→ Description of the task: Can you continue the astrology advice column on a romantic relationship below, picking up right after its last sentence?

→ Text segment:
Astrology Secrets Revealed by ERIC FRANCIS

Romantic Relationship

 

March 11, 2005

 

http://cainer.com/ericfrancis/mar11.html

 

Dear Eric:

 

I was born on June 4, 1942 at 12 noon in the town of Grimsby, Ontario, Canada. I am as you can see in the transition period between middle age and the final chapter. The past several years have been difficult.

 

The welcome end of an overly long marriage was not without its problems. Now I am going through a period of adjustment after the unwelcome end of a two and a half year relationship. Throw in a health mystery and subsequent employment/financial spices just for good measure. I've been very successful as a parent and in my career, but I have never had a successful 'romantic' relationship. I've noted that recently here in Canada this has become a big issue. I expect it has something to do with witnessing our parents' stay-together-come-hell-or-highwater marriages and finding that this model just doesn't work for us, or often for them. It might also be a result of marriages starting out in one social climate but being lived in another.

 

But I, like millions of others, really want a partner to share life with. It appears that most of the questions I see on your site are from younger people, but I feel just as lost and confused and fearful now as I did at 19. This is both surprising and disappointing. Life has thrown me some curves just as I'm losing mine, and it unnerves me to find myself in this position of lost confidence. My question is where do I go from here and how do I get there? And is there any there? When you are young there seems to be so much time to get it right.

 

None the Wiser

 

 

Dear NTW,

 

Isn't it interesting that the most common feeling on our planet is loneliness, and the most abundant thing is people? Do you ever wonder what's going on with that?

 

There's something in your chart that suggests to me that the old models of relationship no longer work. There is something in society that also suggests the old models of relationship no longer work -- but that something shows up very personally for you. You are someone who needs to blend a need for emotional freedom with a rather strong drive to bond. So you have this interesting mix in your psyche, and for you, the need for both bonding and freedom are undeniable. By freedom I am talking about emotional freedom, but you also need a lot of social freedom -- you need your friends and the people you look up to, and you need someone who these other people in your life do not threaten.

→ Data lines:
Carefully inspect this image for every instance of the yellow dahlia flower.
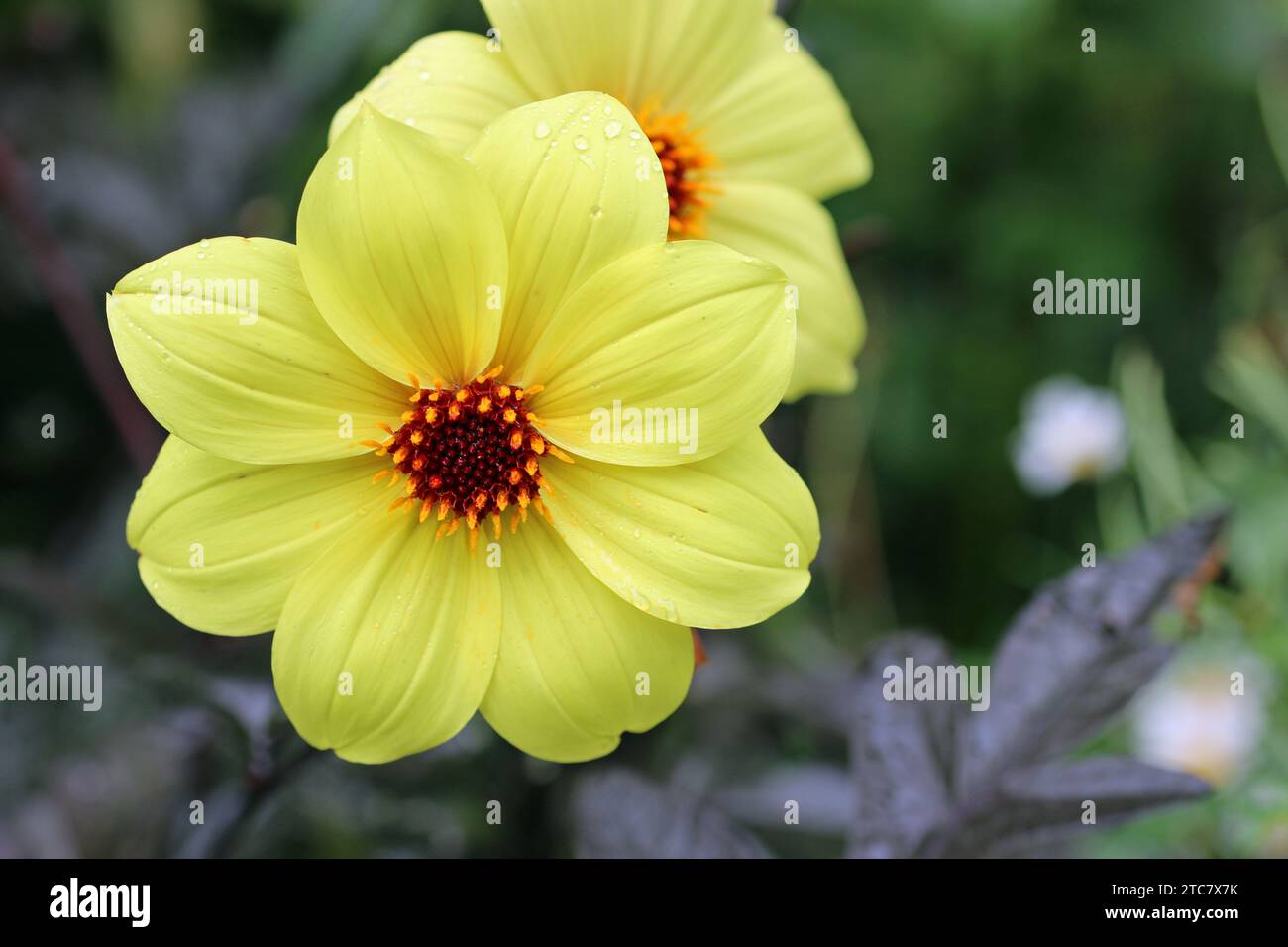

→ Expected answer:
 

You are, in a sense, a person of the future, floating around on an island of the past. It is more than interesting how much the world has changed in the past century, and still most of society's institutions are still attempting to enforce the same model of compulsory heterosexual marriage (I'll call it CHM for short) as the one and only true way of life. Even assuming that CHMs were indeed the most virtuous thing there is, our society is for the most part no longer made of the same extended families, neighborhoods, and communities that would have, in the past, supported relationships and households.

 

So these relationships, when they happen, often have a high-and-dry feeling, because they are not well integrated into the larger experience of life. This is a big deal because humans are tribal animals, not solitary ones. Yet we tend to ignore this and see our primary relationships as molecules that float around having little to do with the larger lives we live, or the lives that we need. The relationship model we are taught tends to deny affection, love and support from 'outside' the relationship, we are taught to be threatened by these things. Often the relationship is seen as a retreat from one's usual activities with peers. And that is a truly unstable situation, as is proven by divorce statistics, which have increased substantially since the 1970s. This is not good for us, or our kids.

 

Assuming a noon birth, as you've suggested, your chart tells an interesting story where relationships are concerned. The ruling planet of your ascendant (Mercury, as you are Virgo rising) and the ruling planet of your descendent (7th house or partnership angle, Jupiter, as you are Pisces there) are in a conjunction. But Mercury is retrograde and Jupiter is not, so the two are pulling away from one another. Alternately, if we use Neptune as the ruler of Pisces, Mercury is square Neptune -- an equally challenging situation.

 

It seems to me that what you are set up for is a lifetime of learning scrupulous honesty in your relationships. If you are seeking a partner, I suggest you consider the field of possibilities to be all those with whom you can be truly honest about who you are and what you need. This statement runs rather contrary to what we're generally taught -- don't be yourself; don't reveal who you are.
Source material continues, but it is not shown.